Novamente ressalto que essa edição é muito boa porque também é ilustrada, o que dá um prazer diferente pra leitura. Honestamente, deve ser o primeiro livro ilustrado que pego em décadas. Esse é daqueles pra dar pra criança e, depois de um tempo ouvir ela reclamar quando ganhar outro: "Mas não tem figura?!"

Fico muito contente de ter adquirido esse livro por um valor tão irrisório, mas com um conteúdo tão bom. Certamente um livro que ficará na minha estante e, quem sabe, possa ser algo que eu leia para meus filhos ou os faça ter um incentivo a mais para ler. Clássicos sendo clássicos.

sábado, 3 de junho de 2023

Resenha — Pax Romana

BALBÁS, Yeyo. Pax Romana. Barcelona: Roca Editorial de Libros, 2012.

ITENS APRESENTADOS:
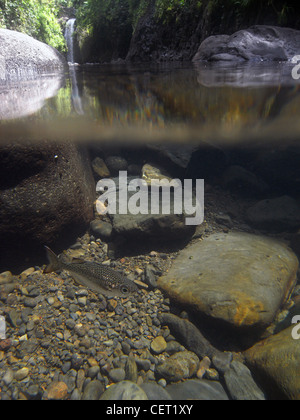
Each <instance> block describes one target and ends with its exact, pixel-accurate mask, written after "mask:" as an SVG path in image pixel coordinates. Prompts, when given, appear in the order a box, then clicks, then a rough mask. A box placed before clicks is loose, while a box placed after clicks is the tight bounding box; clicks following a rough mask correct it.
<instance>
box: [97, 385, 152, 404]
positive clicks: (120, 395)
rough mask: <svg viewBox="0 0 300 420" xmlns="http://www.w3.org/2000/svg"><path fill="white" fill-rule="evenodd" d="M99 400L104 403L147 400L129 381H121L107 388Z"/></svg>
mask: <svg viewBox="0 0 300 420" xmlns="http://www.w3.org/2000/svg"><path fill="white" fill-rule="evenodd" d="M100 400H105V401H134V400H148V397H147V395H146V393H145V392H144V391H143V390H142V388H140V387H139V386H138V385H137V384H135V383H133V382H130V381H122V382H119V383H118V384H116V385H112V386H111V387H109V388H108V389H107V390H106V391H105V392H104V394H102V395H101V398H100Z"/></svg>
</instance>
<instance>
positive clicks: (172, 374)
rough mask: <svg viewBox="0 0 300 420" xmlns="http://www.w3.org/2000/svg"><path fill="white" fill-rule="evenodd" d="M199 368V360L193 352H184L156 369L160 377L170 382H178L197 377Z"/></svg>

ENUNCIADO DA TAREFA A:
Responda, com base no trecho de resenhas literárias:
(i) Que característica da edição a resenha destaca como motivo de ela ser muito boa?
(ii) Que data aparece antes do título "Resenha — Pax Romana"?
(iii) Em que cidade, por qual editora e em que ano foi publicado Pax Romana, segundo a referência?
ENUNCIADO DA TAREFA B:
Escreva a continuação do trecho de resenhas literárias a partir da referência bibliográfica de Pax Romana.

RESPOSTA DO EXERCÍCIO A:
(i) A edição também é ilustrada.
(ii) Sábado, 3 de junho de 2023.
(iii) Em Barcelona, pela Roca Editorial de Libros, em 2012.

RESPOSTA DO EXERCÍCIO B:
Este é oficialmente o primeiro livro em espanhol que leio. Uma obra com pouco mais de 600 páginas recheadas de uma ficção história magistral. Este livro é, de fato, uma obra prima da ficção histórica de um jeito que eu ainda não tinha visto. Acho que é o tipo de ficção histórica que eu mesmo gostaria de ter sido capaz de escrever. Vamos à resenha.

Comprei este livro em 2013, quando em intercâmbio na Espanha. Salvo engano, eu estava no aeroporto de Madrid, com alguns Euros ainda no bolso que eu precisava gastar, porque se eu voltasse para o Brasil com eles, os mesmos não teriam utilidade nenhuma e eu ainda sairia perdendo se resolvesse fazer o câmbio de volta para Reais. Por isso, foi numa dessas livrarias de aeroporto que eu peguei esse livro aleatoriamente.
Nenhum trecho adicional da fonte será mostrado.